> YOUR INSTRUCTIONS
Nothing but the lines from the one containing "point: metal door" through the last line should be written out, please, exactly as they stand.

> RECORDS TO PROCESS

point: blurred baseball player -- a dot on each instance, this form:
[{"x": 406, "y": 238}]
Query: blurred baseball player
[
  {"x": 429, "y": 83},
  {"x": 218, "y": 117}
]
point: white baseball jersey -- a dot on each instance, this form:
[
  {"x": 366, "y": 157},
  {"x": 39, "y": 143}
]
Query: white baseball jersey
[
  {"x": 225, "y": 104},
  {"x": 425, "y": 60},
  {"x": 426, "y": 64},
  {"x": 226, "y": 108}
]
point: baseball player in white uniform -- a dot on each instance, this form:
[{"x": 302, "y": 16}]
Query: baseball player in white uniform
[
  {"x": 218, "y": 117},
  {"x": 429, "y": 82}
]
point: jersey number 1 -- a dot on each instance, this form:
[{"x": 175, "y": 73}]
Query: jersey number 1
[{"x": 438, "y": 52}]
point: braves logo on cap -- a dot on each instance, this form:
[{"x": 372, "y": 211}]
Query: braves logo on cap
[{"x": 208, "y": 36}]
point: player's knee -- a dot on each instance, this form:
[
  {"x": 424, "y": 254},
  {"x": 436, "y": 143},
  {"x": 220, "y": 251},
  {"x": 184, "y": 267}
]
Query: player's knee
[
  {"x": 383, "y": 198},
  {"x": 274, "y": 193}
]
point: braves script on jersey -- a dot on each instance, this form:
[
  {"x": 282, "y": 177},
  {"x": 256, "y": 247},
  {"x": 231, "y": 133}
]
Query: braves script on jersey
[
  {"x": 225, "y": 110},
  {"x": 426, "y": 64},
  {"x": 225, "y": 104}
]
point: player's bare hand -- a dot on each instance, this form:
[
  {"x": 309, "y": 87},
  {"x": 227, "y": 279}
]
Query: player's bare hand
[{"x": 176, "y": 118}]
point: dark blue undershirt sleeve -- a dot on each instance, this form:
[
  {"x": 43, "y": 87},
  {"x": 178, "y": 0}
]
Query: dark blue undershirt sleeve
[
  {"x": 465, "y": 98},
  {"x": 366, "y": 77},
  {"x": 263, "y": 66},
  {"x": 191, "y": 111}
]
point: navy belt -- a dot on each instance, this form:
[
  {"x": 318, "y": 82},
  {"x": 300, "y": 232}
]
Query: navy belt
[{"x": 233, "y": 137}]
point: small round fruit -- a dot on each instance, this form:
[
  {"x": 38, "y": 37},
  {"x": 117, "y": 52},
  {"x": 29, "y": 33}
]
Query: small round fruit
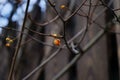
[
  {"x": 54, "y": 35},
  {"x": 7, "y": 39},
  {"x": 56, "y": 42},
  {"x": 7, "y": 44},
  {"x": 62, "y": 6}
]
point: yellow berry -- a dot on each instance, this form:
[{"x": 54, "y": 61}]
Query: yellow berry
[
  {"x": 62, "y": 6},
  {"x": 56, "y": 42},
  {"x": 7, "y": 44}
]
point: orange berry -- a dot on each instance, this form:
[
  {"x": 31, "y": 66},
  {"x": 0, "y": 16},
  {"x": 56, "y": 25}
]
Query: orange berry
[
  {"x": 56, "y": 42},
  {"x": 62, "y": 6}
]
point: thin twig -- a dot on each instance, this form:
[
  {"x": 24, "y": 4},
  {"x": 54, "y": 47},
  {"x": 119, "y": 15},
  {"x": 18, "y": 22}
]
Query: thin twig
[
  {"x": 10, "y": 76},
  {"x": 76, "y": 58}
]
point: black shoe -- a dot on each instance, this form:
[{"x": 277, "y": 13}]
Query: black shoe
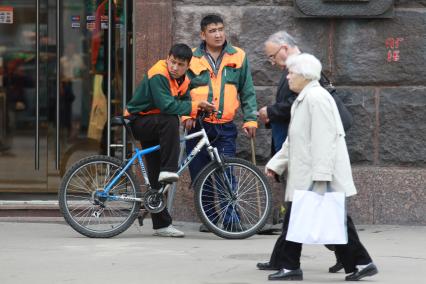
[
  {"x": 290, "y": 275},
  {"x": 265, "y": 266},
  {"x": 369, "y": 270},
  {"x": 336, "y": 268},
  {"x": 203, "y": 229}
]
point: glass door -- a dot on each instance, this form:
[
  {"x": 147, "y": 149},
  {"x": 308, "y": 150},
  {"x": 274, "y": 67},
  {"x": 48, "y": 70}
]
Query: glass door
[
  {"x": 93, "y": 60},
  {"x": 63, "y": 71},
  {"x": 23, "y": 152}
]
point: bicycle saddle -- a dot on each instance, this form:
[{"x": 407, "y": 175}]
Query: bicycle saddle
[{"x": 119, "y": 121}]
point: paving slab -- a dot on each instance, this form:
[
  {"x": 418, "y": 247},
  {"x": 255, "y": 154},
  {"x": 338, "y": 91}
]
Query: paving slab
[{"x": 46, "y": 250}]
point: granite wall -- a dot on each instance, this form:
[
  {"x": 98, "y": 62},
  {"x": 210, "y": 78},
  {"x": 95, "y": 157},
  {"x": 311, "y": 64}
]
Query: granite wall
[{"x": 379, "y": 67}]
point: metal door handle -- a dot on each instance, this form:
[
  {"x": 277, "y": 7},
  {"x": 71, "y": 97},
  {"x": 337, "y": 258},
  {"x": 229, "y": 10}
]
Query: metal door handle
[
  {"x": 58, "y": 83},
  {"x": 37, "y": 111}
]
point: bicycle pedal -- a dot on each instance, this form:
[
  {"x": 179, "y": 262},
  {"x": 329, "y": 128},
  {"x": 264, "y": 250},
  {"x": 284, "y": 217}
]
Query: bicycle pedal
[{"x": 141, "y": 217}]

> THE RESPONSE
point: metal door handle -- a dot on each instance, this form:
[
  {"x": 277, "y": 7},
  {"x": 71, "y": 97},
  {"x": 337, "y": 258},
  {"x": 229, "y": 10}
]
Query: metal door handle
[
  {"x": 58, "y": 83},
  {"x": 37, "y": 111}
]
point: bicycle pedal -- a dot on each instance, this form:
[
  {"x": 179, "y": 262},
  {"x": 329, "y": 128},
  {"x": 264, "y": 250},
  {"x": 284, "y": 217}
]
Query: bicycle pedal
[{"x": 141, "y": 217}]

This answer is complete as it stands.